(READING TEXT Opens)
The question for the industry is not whether a fungus like Aspergillus can potentially be dangerous, but at what level it can be present, but still safe for consumers. The current standard in Colorado, which applies to all forms of marijuana products, is too low, they argue.
“I think it's almost an impossible standard, and I think it would be worth it to take a step back,” said Kevin Gallagher, executive director of the Colorado Cannabis Manufacturers Association. “It's incredibly easy to fail.”
Scientists sympathize with the frustrations of industry, it’s not easy to eliminate microbes that are ubiquitous, but there are proven ways to manage things like Aspergillus. And the health implications are serious, especially for people using marijuana for legitimate medical reasons.
“These folks are likely to be more vulnerable populations, meaning they have compromised immune systems,” Tess Eidem, a microbiologist and senior research scientist at CU Boulder, said. Eidem owns a company called Rogue Micro, which consults on microbial contamination for cannabis companies.
In a large analysis of insurance data, the CDC found a greater incidence of fungal infections in cannabis consumers. The number of infections was still small, just 0.08% of marijuana users. “Although these infections were uncommon, they can result in substantial illness and even death, particularly in immunocompromised persons,” reads the report.
Eidem supports Colorado setting strict standards for molds, yeasts and Aspergillus, but she said the state should also regulate the design of facilities to control the growth of these contaminants in the first place.
Currently, growers just have to pass the testing at the end of the grow process.
“Which means you can do kind of whatever you want upstream in your garden, in cultivation,” Eidem said. “Are they proactively addressing diseased plants or bad air quality or mold on the walls? Are they cleaning? Would the facility pass a basic health inspection that any restaurant has to pass? The answer is probably not.”
Eidem is also concerned about the abuse of ozone and irradiation treatments by some marijuana cultivators to recover cannabis that would otherwise fail testing. Colorado’s regulations allow this, but she said that isn’t permitted for other consumed goods.
(READING TEXT Closes)
(DATA TO EXAMINE Opens)
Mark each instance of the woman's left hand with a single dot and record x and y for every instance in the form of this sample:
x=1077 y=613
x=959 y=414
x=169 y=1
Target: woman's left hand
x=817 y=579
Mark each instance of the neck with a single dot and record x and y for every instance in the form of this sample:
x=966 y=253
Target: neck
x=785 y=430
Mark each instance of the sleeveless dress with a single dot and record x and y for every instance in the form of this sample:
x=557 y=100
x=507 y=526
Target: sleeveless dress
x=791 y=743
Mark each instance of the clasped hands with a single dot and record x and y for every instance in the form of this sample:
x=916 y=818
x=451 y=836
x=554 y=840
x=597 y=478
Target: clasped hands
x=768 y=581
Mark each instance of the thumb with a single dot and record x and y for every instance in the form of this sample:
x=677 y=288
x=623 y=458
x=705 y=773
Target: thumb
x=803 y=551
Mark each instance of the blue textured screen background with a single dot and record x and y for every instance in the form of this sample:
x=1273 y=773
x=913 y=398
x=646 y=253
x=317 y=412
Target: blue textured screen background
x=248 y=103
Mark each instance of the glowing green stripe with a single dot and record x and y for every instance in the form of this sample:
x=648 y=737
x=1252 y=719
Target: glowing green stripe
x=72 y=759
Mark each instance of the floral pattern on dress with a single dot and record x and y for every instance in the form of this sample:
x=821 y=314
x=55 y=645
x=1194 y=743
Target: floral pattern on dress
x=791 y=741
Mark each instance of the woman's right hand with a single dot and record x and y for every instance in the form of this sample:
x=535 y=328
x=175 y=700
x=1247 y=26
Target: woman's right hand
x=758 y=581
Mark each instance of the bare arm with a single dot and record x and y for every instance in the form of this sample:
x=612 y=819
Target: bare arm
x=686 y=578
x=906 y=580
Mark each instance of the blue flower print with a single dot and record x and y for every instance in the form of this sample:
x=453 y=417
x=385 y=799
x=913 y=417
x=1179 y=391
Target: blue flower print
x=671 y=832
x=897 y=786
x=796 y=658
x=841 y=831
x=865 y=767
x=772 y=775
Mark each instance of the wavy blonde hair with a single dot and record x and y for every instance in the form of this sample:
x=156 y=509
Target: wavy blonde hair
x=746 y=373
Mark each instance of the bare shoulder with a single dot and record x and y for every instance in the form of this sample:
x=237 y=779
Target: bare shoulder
(DATA TO EXAMINE Closes)
■ DIRECTIONS ■
Extend the text about Colorado's fungus testing standard for cannabis, picking up right after its final paragraph.

■ RESPONSE ■
“You can't take leafy greens that are spoiled or have E. coli on them and blast them with ozone or radiate them and then sell them to consumers. That's not allowed. But in cannabis it is, in many states you can do it indefinitely,” Eidem said. “So you can just treat and treat and treat until you pass.”
One of the most recent state recalls was late last year for marijuana grown at Boone Farms and Angel Farms, both owned by Cary Carpenter. The contaminated product was found to have been sold as far back as 2020, before Aspergillus standards were set.
“They came in and retested 10 samples,” Carpenter said in a brief phone interview. “Most of it was Aspergillus, which we didn't test during that period at all for. And then they went back all the way through our product.”
Carpenter said that 72 pounds of product was recalled, which he said was not a lot for him. He cut the interview short, however, and did not respond to subsequent attempts to contact him.
While Carpenter doesn’t believe the recall is significant for him, it did come at a difficult time for his business, and for the broader marijuana industry.
“It's tough right now,” Gallagher said about the general economic declines in the industry. “And every business is honestly just trying to hold their necks up and trying to breathe here.”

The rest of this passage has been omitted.